▶ _Your task_: Locate every line in the items below that contains the word "pedestal" and copy each such line. Letter case must match.

▶ _Given information_:

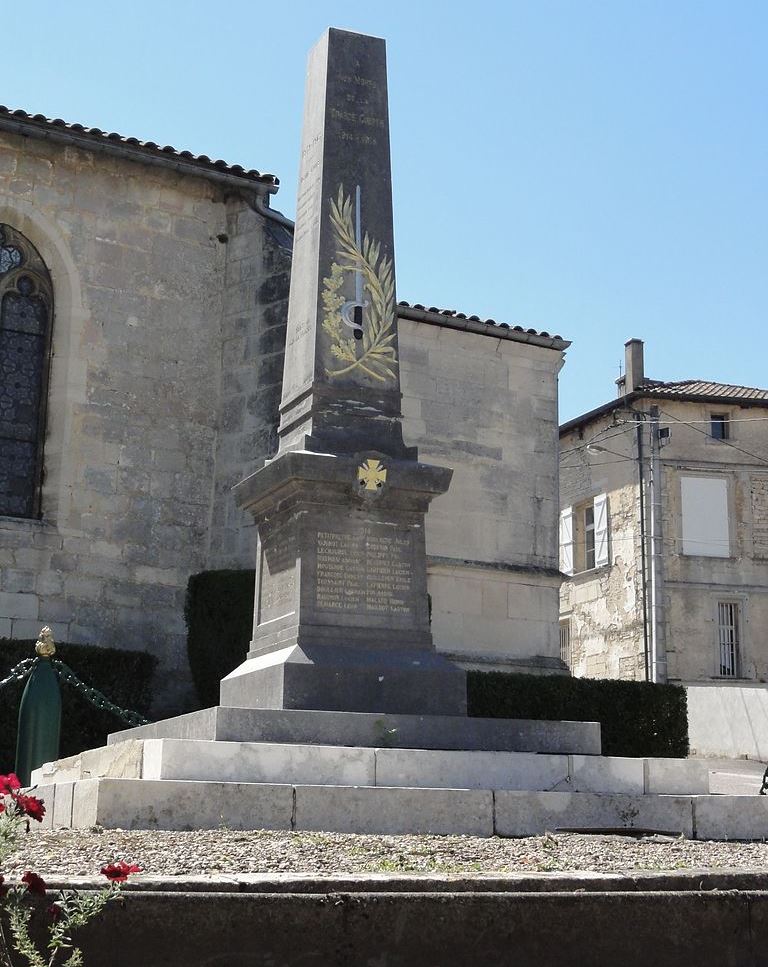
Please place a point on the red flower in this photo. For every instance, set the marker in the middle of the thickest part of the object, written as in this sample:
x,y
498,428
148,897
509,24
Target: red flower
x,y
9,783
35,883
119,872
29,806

---

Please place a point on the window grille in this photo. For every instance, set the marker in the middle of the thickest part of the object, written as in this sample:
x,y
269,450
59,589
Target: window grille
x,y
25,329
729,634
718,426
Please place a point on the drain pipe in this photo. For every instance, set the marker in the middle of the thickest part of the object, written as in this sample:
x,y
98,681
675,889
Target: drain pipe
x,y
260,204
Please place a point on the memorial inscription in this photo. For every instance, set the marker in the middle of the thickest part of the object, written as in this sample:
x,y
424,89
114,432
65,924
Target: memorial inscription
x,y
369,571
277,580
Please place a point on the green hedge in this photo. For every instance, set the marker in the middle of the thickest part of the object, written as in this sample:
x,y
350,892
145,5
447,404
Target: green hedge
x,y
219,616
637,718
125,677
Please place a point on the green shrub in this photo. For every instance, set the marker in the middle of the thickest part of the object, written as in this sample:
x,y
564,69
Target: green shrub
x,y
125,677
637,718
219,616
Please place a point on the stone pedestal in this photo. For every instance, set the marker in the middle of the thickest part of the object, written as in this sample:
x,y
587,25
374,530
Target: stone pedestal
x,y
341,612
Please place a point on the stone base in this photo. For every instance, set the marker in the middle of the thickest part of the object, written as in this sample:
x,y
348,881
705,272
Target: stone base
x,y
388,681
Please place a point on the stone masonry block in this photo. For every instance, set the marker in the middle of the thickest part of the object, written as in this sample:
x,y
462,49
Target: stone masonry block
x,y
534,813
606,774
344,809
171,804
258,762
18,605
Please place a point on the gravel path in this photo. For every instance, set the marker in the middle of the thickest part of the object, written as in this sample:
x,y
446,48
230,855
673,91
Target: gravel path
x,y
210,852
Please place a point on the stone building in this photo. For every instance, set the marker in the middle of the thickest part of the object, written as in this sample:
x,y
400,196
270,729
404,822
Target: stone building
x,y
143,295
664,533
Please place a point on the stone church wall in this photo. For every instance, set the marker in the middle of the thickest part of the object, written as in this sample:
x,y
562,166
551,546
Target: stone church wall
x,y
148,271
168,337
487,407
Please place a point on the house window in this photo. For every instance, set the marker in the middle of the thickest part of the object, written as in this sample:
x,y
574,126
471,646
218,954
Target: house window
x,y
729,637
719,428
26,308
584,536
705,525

▶ _Answer to the task_:
Please place a point on the stone pedestal in this photo. For every instance, set the marker in the middle of the thickest part of the object, written as in this sample:
Target: stone pedestal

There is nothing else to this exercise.